> JOB
Gather every line of the rows below that contains the word "stick", and copy each such line in full. Case counts when matching.

> DATASET EXCERPTS
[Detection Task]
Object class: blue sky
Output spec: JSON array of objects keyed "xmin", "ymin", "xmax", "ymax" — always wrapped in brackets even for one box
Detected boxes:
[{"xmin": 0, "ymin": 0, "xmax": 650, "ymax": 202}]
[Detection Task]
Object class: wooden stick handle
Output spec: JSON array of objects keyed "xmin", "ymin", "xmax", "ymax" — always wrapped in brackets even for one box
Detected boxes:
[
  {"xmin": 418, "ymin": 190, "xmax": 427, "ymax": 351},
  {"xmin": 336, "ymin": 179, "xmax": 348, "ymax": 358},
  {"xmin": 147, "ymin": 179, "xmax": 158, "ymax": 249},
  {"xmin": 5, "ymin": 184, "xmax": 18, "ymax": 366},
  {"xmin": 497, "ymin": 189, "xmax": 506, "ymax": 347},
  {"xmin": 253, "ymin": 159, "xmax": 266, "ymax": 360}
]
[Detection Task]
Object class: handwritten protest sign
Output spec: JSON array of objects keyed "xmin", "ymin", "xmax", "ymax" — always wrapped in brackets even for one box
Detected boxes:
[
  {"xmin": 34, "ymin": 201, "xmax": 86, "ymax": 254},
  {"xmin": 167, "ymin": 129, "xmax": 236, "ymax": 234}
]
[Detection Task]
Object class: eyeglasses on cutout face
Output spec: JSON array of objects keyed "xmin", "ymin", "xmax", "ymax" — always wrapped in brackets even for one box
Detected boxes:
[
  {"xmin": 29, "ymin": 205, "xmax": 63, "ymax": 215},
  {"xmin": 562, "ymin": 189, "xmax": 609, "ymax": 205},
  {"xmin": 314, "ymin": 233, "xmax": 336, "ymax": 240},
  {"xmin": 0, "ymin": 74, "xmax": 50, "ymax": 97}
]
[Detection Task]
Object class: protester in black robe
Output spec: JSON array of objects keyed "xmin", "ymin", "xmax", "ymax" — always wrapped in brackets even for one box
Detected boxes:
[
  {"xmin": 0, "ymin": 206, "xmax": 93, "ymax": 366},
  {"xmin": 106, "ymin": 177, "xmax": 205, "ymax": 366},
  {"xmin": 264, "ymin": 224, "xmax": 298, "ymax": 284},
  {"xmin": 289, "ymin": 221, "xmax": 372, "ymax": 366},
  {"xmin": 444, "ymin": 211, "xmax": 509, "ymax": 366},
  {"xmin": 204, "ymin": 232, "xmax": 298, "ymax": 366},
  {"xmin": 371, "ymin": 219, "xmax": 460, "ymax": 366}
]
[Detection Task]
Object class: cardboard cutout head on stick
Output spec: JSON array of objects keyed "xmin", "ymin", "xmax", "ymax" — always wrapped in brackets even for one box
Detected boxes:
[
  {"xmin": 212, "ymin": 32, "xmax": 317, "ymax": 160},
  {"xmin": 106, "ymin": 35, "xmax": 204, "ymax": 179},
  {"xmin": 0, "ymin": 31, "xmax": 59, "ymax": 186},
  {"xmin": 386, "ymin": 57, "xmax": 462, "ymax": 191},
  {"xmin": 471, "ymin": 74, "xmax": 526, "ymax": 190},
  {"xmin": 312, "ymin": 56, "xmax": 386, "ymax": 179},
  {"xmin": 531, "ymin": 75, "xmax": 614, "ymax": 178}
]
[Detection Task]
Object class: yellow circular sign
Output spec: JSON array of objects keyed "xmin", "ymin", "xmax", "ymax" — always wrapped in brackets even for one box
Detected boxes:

> IN RESPONSE
Object class: wooden stick handle
Object class: cardboard cutout head on stick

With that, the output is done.